(Excerpt to read):
>>>>

If the COVID-19 pandemic has demonstrated anything, it is that there is no situation so severe that government can’t make it worse. Government’s recent crimes are legion: standing in the way of testing; complicating efforts to acquire protective equipment; imposing authoritarian and uniform lockdown rules across very different populations; and enforcing those rules in dangerous and ill-considered ways.
If you can assess the conduct of government officials through the pandemic and conclude that what we really need is more of that, then we’re probably going to cure the novel coronavirus long before we find a treatment for whatever it is that ails you.
The societies over which governments exert their power are made up of myriad individuals, businesses, churches, and organizations interacting with one another for purposes of their own. The people in a society may inhabit dense urban areas or sparsely settled countryside. They may have deep pockets or meager resources. They may have high tolerances for risk or shy away from danger. Often, they have little in common except goods, services, and ideas to exchange for mutual benefit. Forcing them to walk in lockstep makes little sense.

<<<<

(Dataset content):
>>>>

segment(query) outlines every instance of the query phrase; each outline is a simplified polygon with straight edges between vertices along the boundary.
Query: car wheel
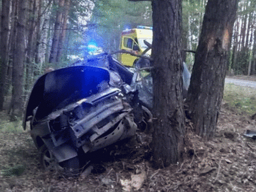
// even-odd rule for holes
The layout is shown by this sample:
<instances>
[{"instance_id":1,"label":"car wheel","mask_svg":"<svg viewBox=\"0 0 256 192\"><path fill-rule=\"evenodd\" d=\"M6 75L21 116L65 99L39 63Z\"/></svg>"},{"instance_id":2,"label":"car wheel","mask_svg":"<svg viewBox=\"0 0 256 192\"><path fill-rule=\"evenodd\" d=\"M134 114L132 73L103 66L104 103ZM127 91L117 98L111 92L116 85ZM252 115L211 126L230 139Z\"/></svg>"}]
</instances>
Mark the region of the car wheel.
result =
<instances>
[{"instance_id":1,"label":"car wheel","mask_svg":"<svg viewBox=\"0 0 256 192\"><path fill-rule=\"evenodd\" d=\"M79 172L79 160L77 157L59 163L53 153L45 144L40 148L40 151L41 165L44 170L62 172L69 176L76 175Z\"/></svg>"}]
</instances>

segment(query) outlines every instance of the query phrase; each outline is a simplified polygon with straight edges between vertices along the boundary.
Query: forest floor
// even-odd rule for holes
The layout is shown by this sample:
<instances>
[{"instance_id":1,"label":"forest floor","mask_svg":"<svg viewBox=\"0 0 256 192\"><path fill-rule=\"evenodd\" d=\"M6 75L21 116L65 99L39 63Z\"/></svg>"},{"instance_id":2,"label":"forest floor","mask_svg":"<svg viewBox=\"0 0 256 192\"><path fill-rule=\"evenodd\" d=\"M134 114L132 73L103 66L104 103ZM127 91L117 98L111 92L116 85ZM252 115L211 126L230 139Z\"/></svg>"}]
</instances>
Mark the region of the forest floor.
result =
<instances>
[{"instance_id":1,"label":"forest floor","mask_svg":"<svg viewBox=\"0 0 256 192\"><path fill-rule=\"evenodd\" d=\"M0 191L256 191L256 140L243 135L256 120L223 103L212 140L191 129L188 122L182 162L154 169L151 135L139 132L140 142L108 148L91 174L71 177L41 170L29 131L0 129Z\"/></svg>"}]
</instances>

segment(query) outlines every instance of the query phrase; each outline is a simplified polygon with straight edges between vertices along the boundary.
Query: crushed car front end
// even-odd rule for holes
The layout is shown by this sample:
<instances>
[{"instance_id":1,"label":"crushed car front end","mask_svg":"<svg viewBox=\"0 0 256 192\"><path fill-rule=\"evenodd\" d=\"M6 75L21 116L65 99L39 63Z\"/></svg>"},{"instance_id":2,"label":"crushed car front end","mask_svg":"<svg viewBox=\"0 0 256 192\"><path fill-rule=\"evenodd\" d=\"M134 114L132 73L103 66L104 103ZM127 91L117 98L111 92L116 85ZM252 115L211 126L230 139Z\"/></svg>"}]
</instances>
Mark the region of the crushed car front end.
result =
<instances>
[{"instance_id":1,"label":"crushed car front end","mask_svg":"<svg viewBox=\"0 0 256 192\"><path fill-rule=\"evenodd\" d=\"M64 165L69 169L79 153L135 135L137 126L132 108L109 80L107 70L91 66L55 70L38 80L23 125L26 129L30 121L30 134L43 154L44 168ZM51 165L53 162L58 166Z\"/></svg>"}]
</instances>

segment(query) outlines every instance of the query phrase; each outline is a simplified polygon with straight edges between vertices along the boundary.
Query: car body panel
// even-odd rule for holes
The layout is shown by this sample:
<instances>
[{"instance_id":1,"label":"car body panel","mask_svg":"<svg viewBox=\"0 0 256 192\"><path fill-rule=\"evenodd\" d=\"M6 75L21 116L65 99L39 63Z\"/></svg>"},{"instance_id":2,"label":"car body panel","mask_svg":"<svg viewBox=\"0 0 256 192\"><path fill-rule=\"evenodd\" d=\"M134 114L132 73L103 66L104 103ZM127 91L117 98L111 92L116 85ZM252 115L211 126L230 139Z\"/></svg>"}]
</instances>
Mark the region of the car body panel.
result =
<instances>
[{"instance_id":1,"label":"car body panel","mask_svg":"<svg viewBox=\"0 0 256 192\"><path fill-rule=\"evenodd\" d=\"M46 74L35 83L24 128L38 148L46 146L58 162L93 152L135 135L132 108L111 86L104 68L76 66Z\"/></svg>"}]
</instances>

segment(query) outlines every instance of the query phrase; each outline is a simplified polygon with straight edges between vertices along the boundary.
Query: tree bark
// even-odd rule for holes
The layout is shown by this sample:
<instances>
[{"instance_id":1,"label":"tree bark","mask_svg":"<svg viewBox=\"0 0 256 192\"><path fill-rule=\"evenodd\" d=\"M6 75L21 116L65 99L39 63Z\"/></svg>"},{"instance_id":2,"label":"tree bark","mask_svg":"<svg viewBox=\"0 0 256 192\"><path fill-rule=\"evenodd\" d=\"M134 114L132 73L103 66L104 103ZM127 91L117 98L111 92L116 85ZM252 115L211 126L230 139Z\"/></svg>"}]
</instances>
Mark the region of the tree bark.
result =
<instances>
[{"instance_id":1,"label":"tree bark","mask_svg":"<svg viewBox=\"0 0 256 192\"><path fill-rule=\"evenodd\" d=\"M54 24L54 32L52 37L52 48L51 49L49 63L57 62L57 56L58 53L59 40L60 35L62 27L62 18L65 0L59 0L58 10L57 12L56 18Z\"/></svg>"},{"instance_id":2,"label":"tree bark","mask_svg":"<svg viewBox=\"0 0 256 192\"><path fill-rule=\"evenodd\" d=\"M182 10L180 0L152 1L152 57L154 117L154 166L181 158L184 137L182 93Z\"/></svg>"},{"instance_id":3,"label":"tree bark","mask_svg":"<svg viewBox=\"0 0 256 192\"><path fill-rule=\"evenodd\" d=\"M199 135L214 135L221 109L238 0L208 0L187 102Z\"/></svg>"},{"instance_id":4,"label":"tree bark","mask_svg":"<svg viewBox=\"0 0 256 192\"><path fill-rule=\"evenodd\" d=\"M10 7L12 1L2 0L0 45L0 110L3 110L8 69L9 40L10 37Z\"/></svg>"}]
</instances>

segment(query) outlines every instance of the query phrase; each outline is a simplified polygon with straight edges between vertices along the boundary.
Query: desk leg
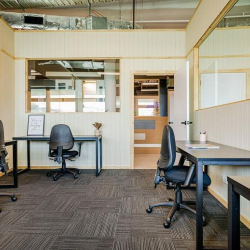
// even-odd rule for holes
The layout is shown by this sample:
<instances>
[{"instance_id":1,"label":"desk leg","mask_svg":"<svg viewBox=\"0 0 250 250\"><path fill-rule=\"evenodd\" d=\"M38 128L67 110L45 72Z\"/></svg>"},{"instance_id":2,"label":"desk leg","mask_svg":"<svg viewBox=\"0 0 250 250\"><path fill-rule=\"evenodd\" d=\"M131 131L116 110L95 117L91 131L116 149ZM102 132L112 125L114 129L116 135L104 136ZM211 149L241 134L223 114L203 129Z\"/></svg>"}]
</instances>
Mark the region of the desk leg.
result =
<instances>
[{"instance_id":1,"label":"desk leg","mask_svg":"<svg viewBox=\"0 0 250 250\"><path fill-rule=\"evenodd\" d=\"M203 163L196 164L196 249L203 249Z\"/></svg>"},{"instance_id":2,"label":"desk leg","mask_svg":"<svg viewBox=\"0 0 250 250\"><path fill-rule=\"evenodd\" d=\"M17 174L22 174L30 170L30 141L27 141L27 165L27 168L19 170Z\"/></svg>"},{"instance_id":3,"label":"desk leg","mask_svg":"<svg viewBox=\"0 0 250 250\"><path fill-rule=\"evenodd\" d=\"M100 138L100 171L102 170L102 138Z\"/></svg>"},{"instance_id":4,"label":"desk leg","mask_svg":"<svg viewBox=\"0 0 250 250\"><path fill-rule=\"evenodd\" d=\"M240 249L240 195L228 183L228 249Z\"/></svg>"},{"instance_id":5,"label":"desk leg","mask_svg":"<svg viewBox=\"0 0 250 250\"><path fill-rule=\"evenodd\" d=\"M185 162L185 156L184 156L184 155L181 155L181 158L180 158L180 160L179 160L178 165L179 165L179 166L183 166L183 165L184 165L184 162Z\"/></svg>"},{"instance_id":6,"label":"desk leg","mask_svg":"<svg viewBox=\"0 0 250 250\"><path fill-rule=\"evenodd\" d=\"M97 177L99 175L99 167L98 167L98 139L95 141L95 161L96 161L96 167L95 167L95 176Z\"/></svg>"},{"instance_id":7,"label":"desk leg","mask_svg":"<svg viewBox=\"0 0 250 250\"><path fill-rule=\"evenodd\" d=\"M13 177L14 177L14 187L17 188L18 180L17 180L17 142L13 144Z\"/></svg>"}]
</instances>

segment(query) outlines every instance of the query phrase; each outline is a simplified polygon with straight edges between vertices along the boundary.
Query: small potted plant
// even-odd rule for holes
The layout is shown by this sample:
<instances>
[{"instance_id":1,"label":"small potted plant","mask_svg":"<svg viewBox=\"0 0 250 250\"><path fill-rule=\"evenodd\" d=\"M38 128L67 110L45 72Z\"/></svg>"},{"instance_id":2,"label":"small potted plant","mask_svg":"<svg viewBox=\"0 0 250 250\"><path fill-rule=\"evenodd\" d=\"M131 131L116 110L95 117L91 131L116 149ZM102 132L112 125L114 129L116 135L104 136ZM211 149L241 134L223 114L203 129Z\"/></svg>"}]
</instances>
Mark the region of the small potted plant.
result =
<instances>
[{"instance_id":1,"label":"small potted plant","mask_svg":"<svg viewBox=\"0 0 250 250\"><path fill-rule=\"evenodd\" d=\"M96 130L94 131L94 135L95 135L95 136L101 135L101 130L100 130L100 128L101 128L101 126L102 126L102 123L95 122L95 123L93 123L93 126L96 128Z\"/></svg>"}]
</instances>

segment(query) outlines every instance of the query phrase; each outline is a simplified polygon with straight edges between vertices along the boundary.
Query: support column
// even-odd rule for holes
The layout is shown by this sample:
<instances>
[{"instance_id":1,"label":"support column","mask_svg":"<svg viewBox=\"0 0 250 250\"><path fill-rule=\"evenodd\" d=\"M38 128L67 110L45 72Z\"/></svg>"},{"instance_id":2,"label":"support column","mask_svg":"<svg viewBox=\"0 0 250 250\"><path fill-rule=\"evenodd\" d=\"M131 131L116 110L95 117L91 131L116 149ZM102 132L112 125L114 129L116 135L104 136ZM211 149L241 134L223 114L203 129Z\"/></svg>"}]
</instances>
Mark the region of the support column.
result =
<instances>
[{"instance_id":1,"label":"support column","mask_svg":"<svg viewBox=\"0 0 250 250\"><path fill-rule=\"evenodd\" d=\"M105 112L116 112L115 62L104 62Z\"/></svg>"}]
</instances>

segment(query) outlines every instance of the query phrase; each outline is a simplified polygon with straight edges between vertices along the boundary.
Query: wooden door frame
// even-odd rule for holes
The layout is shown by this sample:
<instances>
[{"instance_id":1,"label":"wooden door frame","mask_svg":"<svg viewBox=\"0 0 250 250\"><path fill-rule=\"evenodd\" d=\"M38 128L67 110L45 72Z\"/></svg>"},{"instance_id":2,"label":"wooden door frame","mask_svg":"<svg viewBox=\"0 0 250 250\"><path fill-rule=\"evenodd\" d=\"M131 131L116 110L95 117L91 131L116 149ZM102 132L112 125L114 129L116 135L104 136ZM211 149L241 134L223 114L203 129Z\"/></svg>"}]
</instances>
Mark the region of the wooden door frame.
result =
<instances>
[{"instance_id":1,"label":"wooden door frame","mask_svg":"<svg viewBox=\"0 0 250 250\"><path fill-rule=\"evenodd\" d=\"M131 102L131 109L130 109L130 166L132 169L134 169L134 78L135 75L147 75L147 76L168 76L168 75L173 75L175 74L176 70L134 70L131 71L130 74L130 93L132 93L132 102Z\"/></svg>"}]
</instances>

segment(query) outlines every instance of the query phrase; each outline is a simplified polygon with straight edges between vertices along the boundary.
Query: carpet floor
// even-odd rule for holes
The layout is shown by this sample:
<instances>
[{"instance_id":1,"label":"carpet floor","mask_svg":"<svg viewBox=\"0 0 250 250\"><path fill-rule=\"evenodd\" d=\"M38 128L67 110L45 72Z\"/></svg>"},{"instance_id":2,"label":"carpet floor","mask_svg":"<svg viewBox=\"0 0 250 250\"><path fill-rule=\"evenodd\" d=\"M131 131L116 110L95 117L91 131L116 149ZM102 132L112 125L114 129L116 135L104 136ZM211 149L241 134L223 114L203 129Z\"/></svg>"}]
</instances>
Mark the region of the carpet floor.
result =
<instances>
[{"instance_id":1,"label":"carpet floor","mask_svg":"<svg viewBox=\"0 0 250 250\"><path fill-rule=\"evenodd\" d=\"M178 211L171 227L163 222L169 208L149 204L174 196L161 184L154 189L155 170L91 170L78 179L65 175L58 181L44 170L19 175L18 200L1 197L0 249L10 250L194 250L195 216ZM5 177L1 178L1 184ZM184 190L195 199L195 190ZM227 247L227 209L204 191L206 247ZM241 225L241 247L250 249L250 231Z\"/></svg>"}]
</instances>

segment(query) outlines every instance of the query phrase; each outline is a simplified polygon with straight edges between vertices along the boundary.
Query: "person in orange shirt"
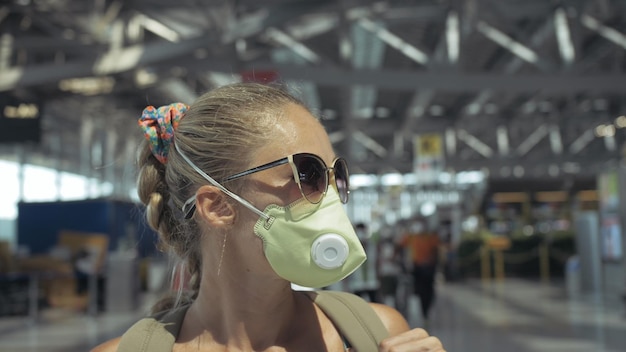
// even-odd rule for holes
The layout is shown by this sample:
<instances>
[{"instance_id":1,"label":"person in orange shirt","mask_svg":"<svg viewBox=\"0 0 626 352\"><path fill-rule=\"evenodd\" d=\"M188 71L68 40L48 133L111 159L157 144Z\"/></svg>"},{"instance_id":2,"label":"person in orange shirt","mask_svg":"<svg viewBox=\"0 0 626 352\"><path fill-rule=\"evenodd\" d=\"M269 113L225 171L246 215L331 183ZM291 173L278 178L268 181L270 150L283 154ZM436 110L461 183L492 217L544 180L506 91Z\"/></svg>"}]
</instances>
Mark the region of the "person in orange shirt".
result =
<instances>
[{"instance_id":1,"label":"person in orange shirt","mask_svg":"<svg viewBox=\"0 0 626 352\"><path fill-rule=\"evenodd\" d=\"M404 236L402 245L411 256L413 290L420 299L422 318L427 323L430 309L435 301L439 236L436 232L427 231L425 222L418 219Z\"/></svg>"}]
</instances>

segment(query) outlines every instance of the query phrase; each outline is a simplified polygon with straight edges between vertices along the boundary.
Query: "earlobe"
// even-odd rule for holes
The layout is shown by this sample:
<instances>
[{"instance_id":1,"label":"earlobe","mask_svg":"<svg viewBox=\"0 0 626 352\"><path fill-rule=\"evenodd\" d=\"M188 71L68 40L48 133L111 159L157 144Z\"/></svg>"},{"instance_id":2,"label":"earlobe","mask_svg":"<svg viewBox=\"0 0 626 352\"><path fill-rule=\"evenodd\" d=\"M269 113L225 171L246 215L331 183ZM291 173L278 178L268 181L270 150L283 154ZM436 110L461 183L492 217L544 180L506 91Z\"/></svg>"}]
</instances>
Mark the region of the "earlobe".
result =
<instances>
[{"instance_id":1,"label":"earlobe","mask_svg":"<svg viewBox=\"0 0 626 352\"><path fill-rule=\"evenodd\" d=\"M196 211L209 225L229 226L234 223L235 209L217 187L202 186L196 192Z\"/></svg>"}]
</instances>

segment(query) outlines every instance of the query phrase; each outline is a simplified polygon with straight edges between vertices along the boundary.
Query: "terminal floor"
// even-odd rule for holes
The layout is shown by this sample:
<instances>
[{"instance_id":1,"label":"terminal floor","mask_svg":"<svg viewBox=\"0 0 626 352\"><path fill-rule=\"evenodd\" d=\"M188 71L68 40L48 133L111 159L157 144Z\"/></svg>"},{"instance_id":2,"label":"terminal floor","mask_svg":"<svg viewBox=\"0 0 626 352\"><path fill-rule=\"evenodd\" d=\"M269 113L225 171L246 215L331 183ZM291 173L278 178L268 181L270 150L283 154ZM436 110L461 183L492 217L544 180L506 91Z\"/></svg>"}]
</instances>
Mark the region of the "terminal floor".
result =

<<<<

(Work to complete):
(a) Copy the passage on government and the COVID-19 pandemic from "If you can assess" to "that ails you.".
(b) Give what follows the final sentence of the passage on government and the COVID-19 pandemic.

(Answers for the tasks):
(a)
If you can assess the conduct of government officials through the pandemic and conclude that what we really need is more of that, then we’re probably going to cure the novel coronavirus long before we find a treatment for whatever it is that ails you.

(b)
“Americans are being told they must still play by New York rules—with all the hardships they entail—despite having neither New York’s living conditions nor New York’s health outcomes,” Bret Stephens pointed out in The New York Times last weekend.
Other than a few basic rules like “don’t murder” and “don’t steal,” there is very little you can impose from the top-down on a diverse society that can help and please one group without hurting and offending another. But that’s exactly what government does—inflicting one-size-fits-all-mandates that don’t fit many people at all and are usually poorly considered, at that. And during this pandemic, the government has exercised its taste for incompetence and draconian rules with a vengeance.
Famously, the federal government produced a dumpster fire of a COVID-19 test rather than adopt proven tests developed elsewhere. It also prevented universities, researchers, and private laboratories from developing their own tests, throwing bureaucratic hurdles in their way for weeks and allowing the disease to spread.
When it became obvious that available stocks of personal protective equipment were insufficient, federal regulators told aspiring new mask producers that getting approval for their efforts could take anywhere from 45 to 90 days.
Distilleries that tried to shift to producing much-sought hand sanitizer discovered they would be required to pollute their production lines with “denaturant” meant to make the product unpalatable—and therefore complicating the return to producing beverages after the crisis passed.
When hospitals and state officials do find supplies, they have to worry that they’ll be flat-out stolen by federal agencies who think they would be better used by somebody else.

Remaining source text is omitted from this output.